TEXT EXTRACT |
◇ ◇ ◇ ◇ ◇
Drawing Bending Moment & Shear Force for a Beam w/ Constant Moment

[frozen7]

Can anyone draw me a correct Bending moment diagram and shear force diagram for this beam?
i have drawn the shear force diagram for this case but I do not know how to draw the bending moment disgram for this case because this question involve a constant moment. Normally the rule for bending moment is the value of bending moment at certain point is the area under shear force diagram from the starting point to that certain point. Can this rule applied on this question as well? I felt the bending moment diagram is quite strange if follow this rule for this question. Can anyone help me?
Thanks.

 

[Pyrrhus]

Hello, the only thing a couple or moment does for the bending diagram is create a "discontinuity" (more like a derivative doesn't exist at said point), just like the loads do on the shear diagram. If the moment is clockwise it goes up (adds to the area [method]), and if its counterclockwise it goes down (substract to the area [method]).

 

[frozen7]

Does it mean when there is a constant moment at point b, then we should either add or substract that value of constant moment in that point (either draw a straight line goes up or goes down)?

 

[Pyrrhus]

Does it mean when there is a constant moment at point b, then we should either add or substract that value of constant moment in that point (either draw a straight line goes up or goes down)?
◇ ◇ ◇ ◇ ◇
ACTIONS TO TAKE |
(1) In the beam diagram thread, rewrite the passage starting with "Hello, the only" and going on through "the area [method]).", replacing "shear diagram" with "shear force diagram".
(2) Answer these questions from the beam diagram thread:
(a) What rule does frozen7 normally use to get the bending moment value at a certain point?
(b) According to Pyrrhus, which way does the bending moment diagram go when the moment is clockwise?
(c) Which diagram had frozen7 already drawn for the beam?
(3) Continue the beam diagram thread from the point where it stops.
◇ ◇ ◇ ◇ ◇
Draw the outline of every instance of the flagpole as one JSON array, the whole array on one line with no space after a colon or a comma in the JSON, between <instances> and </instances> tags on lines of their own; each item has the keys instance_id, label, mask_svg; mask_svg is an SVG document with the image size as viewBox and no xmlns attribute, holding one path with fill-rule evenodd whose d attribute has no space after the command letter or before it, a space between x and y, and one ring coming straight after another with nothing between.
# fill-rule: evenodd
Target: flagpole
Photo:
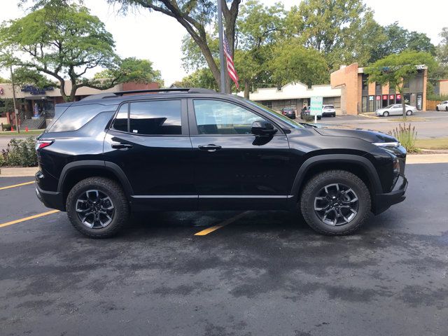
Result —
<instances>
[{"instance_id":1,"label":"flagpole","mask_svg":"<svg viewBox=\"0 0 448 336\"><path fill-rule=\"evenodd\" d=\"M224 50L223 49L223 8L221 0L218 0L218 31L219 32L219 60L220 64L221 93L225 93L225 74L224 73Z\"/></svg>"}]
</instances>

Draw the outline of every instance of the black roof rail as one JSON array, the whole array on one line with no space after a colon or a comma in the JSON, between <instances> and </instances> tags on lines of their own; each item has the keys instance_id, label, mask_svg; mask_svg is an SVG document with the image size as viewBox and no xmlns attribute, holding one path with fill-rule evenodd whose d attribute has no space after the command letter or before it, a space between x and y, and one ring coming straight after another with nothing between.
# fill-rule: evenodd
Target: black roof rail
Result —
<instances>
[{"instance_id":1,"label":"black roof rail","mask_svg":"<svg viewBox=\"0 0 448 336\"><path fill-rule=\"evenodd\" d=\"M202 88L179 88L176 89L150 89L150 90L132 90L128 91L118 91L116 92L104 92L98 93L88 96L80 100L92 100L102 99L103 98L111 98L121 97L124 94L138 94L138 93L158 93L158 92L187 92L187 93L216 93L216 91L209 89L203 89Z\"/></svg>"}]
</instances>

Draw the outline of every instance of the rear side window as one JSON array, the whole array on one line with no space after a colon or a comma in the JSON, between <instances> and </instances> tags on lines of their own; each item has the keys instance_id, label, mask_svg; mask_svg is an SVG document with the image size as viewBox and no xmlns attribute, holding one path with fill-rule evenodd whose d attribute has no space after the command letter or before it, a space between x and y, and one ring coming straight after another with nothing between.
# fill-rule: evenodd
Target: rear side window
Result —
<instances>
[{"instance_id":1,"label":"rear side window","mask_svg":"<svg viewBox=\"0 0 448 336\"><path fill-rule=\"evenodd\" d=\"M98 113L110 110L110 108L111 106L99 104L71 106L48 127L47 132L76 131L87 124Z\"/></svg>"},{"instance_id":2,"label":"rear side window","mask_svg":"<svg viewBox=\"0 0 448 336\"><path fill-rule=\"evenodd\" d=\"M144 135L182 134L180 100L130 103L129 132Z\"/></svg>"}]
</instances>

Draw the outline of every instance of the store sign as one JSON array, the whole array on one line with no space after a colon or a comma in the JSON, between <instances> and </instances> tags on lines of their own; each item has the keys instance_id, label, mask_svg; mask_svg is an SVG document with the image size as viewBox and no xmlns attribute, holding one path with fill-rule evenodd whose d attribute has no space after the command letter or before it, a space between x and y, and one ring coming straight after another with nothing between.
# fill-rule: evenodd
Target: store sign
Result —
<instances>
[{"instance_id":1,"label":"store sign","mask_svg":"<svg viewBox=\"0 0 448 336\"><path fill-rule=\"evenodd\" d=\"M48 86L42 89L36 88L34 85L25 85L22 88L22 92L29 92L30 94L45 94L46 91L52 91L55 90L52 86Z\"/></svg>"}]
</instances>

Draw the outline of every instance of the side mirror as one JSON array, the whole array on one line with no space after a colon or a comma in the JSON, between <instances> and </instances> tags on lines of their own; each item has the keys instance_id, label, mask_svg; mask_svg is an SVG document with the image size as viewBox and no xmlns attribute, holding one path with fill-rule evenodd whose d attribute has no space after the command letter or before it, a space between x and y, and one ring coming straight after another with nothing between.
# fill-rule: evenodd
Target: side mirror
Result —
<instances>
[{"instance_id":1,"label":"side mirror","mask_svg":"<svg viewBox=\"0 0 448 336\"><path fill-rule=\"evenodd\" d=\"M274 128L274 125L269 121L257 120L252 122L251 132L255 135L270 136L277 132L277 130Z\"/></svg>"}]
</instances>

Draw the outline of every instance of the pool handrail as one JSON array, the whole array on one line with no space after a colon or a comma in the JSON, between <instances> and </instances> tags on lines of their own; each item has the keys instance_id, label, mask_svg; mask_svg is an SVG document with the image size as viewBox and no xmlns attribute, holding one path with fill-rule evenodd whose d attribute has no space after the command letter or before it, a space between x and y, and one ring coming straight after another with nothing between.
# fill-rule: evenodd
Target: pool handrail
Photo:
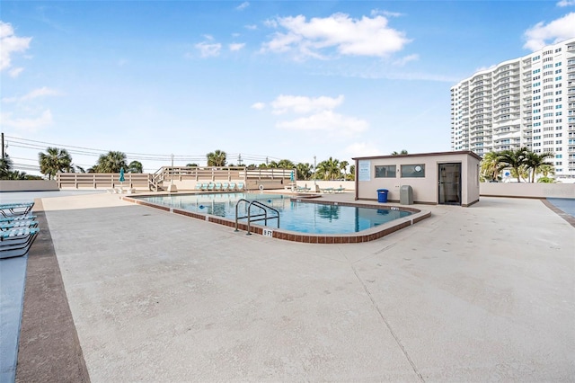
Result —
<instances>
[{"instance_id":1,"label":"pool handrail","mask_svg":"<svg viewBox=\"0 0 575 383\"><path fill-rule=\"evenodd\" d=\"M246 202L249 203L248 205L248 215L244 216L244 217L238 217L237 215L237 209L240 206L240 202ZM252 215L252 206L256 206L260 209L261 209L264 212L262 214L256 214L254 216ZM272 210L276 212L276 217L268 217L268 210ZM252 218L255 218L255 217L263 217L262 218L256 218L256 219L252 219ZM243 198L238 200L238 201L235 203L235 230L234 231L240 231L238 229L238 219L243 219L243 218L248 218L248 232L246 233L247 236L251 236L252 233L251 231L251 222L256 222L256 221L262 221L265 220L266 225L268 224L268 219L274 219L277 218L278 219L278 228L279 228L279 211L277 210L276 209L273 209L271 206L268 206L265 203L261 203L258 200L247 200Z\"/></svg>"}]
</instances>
◇ ◇ ◇ ◇ ◇
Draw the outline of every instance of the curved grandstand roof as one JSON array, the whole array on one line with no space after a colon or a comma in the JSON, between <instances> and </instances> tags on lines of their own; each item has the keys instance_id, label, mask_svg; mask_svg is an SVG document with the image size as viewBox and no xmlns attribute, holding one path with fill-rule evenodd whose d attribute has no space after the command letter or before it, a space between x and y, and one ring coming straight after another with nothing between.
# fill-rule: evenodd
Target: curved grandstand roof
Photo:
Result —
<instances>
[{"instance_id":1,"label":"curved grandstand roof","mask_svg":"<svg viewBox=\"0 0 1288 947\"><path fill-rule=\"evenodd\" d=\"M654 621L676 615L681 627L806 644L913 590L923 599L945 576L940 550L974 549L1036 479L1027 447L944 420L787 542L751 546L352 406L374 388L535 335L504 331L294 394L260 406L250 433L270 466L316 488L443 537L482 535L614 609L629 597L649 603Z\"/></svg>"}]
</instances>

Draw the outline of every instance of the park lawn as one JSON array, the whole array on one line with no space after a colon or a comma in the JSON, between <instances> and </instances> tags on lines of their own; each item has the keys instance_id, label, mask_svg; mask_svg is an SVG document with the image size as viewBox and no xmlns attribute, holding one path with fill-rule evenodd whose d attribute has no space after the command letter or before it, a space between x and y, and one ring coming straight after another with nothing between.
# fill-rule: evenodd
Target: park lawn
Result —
◇ ◇ ◇ ◇ ◇
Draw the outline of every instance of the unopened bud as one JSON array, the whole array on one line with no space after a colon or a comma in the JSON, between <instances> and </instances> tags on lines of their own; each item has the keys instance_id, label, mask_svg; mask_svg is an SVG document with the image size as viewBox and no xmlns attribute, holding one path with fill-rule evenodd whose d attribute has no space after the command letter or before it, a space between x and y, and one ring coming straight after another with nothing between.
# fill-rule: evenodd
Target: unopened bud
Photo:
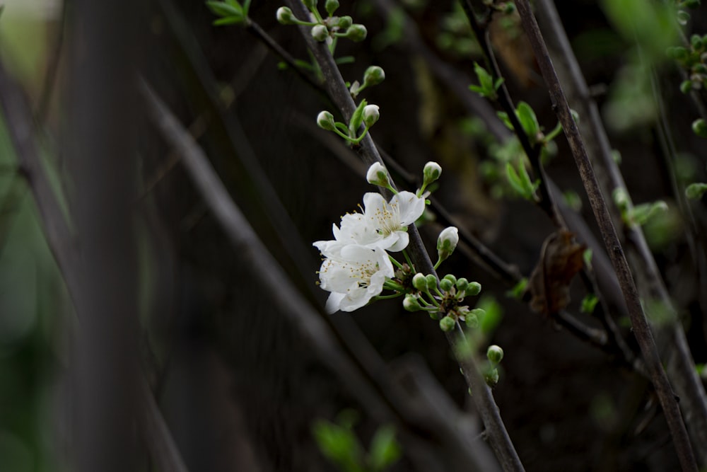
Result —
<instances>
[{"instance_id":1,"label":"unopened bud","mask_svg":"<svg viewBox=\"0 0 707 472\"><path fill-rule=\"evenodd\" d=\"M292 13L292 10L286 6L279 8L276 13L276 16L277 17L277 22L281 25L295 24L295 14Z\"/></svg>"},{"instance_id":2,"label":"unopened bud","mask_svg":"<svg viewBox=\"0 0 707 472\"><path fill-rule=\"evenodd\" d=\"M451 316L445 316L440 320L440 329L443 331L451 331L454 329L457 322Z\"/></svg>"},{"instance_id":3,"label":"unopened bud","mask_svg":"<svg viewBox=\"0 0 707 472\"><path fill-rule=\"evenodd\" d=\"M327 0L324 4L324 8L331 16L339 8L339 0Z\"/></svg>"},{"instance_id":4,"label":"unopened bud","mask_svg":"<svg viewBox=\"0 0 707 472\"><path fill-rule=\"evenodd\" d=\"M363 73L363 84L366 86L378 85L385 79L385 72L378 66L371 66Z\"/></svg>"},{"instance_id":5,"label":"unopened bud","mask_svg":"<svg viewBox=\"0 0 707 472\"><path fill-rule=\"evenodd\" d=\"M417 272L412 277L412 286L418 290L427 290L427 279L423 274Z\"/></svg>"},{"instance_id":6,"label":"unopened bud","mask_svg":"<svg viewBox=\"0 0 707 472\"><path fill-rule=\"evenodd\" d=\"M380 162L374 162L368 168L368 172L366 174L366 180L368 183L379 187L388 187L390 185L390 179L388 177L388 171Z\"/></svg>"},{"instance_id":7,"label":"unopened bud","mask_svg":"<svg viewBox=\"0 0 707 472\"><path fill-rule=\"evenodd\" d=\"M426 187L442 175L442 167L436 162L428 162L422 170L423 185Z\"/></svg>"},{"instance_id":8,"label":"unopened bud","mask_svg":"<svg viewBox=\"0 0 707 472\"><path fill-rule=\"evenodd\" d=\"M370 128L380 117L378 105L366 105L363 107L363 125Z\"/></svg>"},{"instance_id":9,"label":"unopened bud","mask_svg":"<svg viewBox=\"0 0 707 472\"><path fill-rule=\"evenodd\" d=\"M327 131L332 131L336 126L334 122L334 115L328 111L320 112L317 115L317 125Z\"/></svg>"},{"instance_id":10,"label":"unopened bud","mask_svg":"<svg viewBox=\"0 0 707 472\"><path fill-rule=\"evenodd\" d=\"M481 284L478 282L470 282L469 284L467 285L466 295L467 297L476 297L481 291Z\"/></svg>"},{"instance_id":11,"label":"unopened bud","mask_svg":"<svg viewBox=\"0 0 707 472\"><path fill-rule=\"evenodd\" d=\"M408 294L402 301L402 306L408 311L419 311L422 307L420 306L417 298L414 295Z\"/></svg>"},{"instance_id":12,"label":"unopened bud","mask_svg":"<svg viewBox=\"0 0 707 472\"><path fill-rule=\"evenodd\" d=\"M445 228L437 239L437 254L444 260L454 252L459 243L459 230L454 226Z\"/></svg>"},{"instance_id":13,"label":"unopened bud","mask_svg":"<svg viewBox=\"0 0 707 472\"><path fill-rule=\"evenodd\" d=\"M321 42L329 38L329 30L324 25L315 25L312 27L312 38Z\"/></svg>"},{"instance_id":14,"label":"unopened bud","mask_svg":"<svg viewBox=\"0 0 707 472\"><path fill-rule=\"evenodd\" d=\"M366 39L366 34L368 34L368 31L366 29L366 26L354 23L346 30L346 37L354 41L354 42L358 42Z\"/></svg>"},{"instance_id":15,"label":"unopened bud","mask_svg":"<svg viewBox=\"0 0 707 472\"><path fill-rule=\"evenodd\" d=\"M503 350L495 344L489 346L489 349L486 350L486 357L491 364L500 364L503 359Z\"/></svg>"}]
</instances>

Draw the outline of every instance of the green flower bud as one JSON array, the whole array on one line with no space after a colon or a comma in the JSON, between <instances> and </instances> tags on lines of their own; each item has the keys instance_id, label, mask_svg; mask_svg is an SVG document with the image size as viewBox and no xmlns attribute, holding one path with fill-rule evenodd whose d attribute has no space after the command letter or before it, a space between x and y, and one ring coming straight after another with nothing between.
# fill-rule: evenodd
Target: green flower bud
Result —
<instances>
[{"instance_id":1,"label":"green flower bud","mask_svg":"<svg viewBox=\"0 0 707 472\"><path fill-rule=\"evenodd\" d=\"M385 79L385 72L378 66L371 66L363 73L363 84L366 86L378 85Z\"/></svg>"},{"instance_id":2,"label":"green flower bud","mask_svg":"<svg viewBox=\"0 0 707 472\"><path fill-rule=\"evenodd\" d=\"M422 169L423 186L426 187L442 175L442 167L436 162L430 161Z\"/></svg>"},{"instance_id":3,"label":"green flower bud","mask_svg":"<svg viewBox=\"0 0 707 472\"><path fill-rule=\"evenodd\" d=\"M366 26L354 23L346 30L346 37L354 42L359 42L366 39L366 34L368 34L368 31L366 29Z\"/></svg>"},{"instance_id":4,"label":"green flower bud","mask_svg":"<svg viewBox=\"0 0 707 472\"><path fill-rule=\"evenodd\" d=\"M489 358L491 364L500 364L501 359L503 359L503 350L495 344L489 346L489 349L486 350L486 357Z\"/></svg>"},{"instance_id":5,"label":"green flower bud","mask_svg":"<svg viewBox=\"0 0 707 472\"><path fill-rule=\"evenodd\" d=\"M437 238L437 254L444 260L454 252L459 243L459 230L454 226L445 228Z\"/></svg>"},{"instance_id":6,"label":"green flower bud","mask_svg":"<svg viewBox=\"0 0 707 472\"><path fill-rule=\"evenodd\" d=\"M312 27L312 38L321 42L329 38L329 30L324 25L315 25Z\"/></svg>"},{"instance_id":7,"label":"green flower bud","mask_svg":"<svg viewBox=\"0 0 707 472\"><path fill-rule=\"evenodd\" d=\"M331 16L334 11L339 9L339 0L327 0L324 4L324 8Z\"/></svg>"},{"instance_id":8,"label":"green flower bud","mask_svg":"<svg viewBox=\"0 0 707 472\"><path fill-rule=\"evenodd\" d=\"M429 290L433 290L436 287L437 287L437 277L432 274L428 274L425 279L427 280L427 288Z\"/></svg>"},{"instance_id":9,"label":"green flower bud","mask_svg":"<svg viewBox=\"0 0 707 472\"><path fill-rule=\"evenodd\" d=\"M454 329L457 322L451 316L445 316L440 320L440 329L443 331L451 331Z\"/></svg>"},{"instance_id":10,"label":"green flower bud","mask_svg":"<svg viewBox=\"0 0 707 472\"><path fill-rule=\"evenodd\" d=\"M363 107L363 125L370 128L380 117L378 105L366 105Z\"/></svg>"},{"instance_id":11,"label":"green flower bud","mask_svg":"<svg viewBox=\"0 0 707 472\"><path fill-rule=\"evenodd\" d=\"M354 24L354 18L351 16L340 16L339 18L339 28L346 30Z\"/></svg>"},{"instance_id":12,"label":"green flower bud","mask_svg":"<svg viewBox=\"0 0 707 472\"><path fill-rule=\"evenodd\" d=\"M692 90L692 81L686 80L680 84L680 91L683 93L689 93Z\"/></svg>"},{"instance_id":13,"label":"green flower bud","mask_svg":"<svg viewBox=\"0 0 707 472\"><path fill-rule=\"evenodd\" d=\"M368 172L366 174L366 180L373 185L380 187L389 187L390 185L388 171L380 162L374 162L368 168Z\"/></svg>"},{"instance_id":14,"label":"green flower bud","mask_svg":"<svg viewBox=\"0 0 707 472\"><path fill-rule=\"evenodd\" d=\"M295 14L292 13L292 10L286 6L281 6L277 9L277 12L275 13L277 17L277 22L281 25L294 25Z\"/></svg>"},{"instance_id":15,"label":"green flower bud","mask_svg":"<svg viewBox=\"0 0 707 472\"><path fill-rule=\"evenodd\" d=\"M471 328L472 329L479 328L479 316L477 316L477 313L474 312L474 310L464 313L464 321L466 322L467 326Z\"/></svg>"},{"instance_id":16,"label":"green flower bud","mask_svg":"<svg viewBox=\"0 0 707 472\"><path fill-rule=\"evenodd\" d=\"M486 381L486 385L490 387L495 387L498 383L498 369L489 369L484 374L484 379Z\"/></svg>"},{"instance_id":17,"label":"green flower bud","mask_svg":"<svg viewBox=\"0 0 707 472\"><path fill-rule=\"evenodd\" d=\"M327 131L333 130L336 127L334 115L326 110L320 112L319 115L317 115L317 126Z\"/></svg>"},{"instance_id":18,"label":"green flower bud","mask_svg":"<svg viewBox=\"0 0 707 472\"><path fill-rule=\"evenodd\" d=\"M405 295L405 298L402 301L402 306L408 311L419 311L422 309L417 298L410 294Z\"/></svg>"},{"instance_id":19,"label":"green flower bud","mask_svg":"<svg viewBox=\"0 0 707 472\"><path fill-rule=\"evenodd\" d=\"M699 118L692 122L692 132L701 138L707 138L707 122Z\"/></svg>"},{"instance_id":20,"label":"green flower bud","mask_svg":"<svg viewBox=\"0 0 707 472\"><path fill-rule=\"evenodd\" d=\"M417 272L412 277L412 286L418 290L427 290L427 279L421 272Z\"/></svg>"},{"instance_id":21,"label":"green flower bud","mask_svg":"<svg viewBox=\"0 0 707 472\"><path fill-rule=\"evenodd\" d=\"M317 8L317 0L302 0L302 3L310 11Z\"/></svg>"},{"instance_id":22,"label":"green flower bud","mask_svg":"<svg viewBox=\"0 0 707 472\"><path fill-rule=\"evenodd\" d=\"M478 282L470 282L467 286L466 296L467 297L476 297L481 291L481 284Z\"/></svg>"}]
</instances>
◇ ◇ ◇ ◇ ◇
ANSWERS TO THE TASKS |
(1)
Hello, the only thing a couple or moment does for the bending diagram is create a "discontinuity" (more like a derivative doesn't exist at said point), just like the loads do on the shear force diagram. If the moment is clockwise it goes up (adds to the area [method]), and if its counterclockwise it goes down (substract to the area [method]).

(2)
(a) The bending moment value at a point is the area under the shear force diagram from the starting point to that point.
(b) It goes up, adding to the area.
(c) The shear force diagram.

(3)
exactly what i said above.

 

[frozen7]

One more thing have to be confirmed.
For uniformly distributed load, Mx = (Ay)(x) - (wx^2)/2 (where x is the distance from staring point to x, Ay is the reaction force at the starting point and w is the force per unit length and Mx is the bending moment)
Let say if there is a constant moment which is 50N/m at point a ,then Mx become Mx = (Ay)(x) - (wx^2)/2 +50 ??

 

[Pyrrhus]

One more thing have to be confirmed.
For uniformly distributed load, Mx = (Ay)(x) - (wx^2)/2 (where x is the distance from staring point to x, Ay is the reaction force at the starting point and w is the force per unit length and Mx is the bending moment)
Let say if there is a constant moment which is 50N/m at point a ,then Mx become Mx = (Ay)(x) - (wx^2)/2 +50 ??

Yes +50 if its clockwise.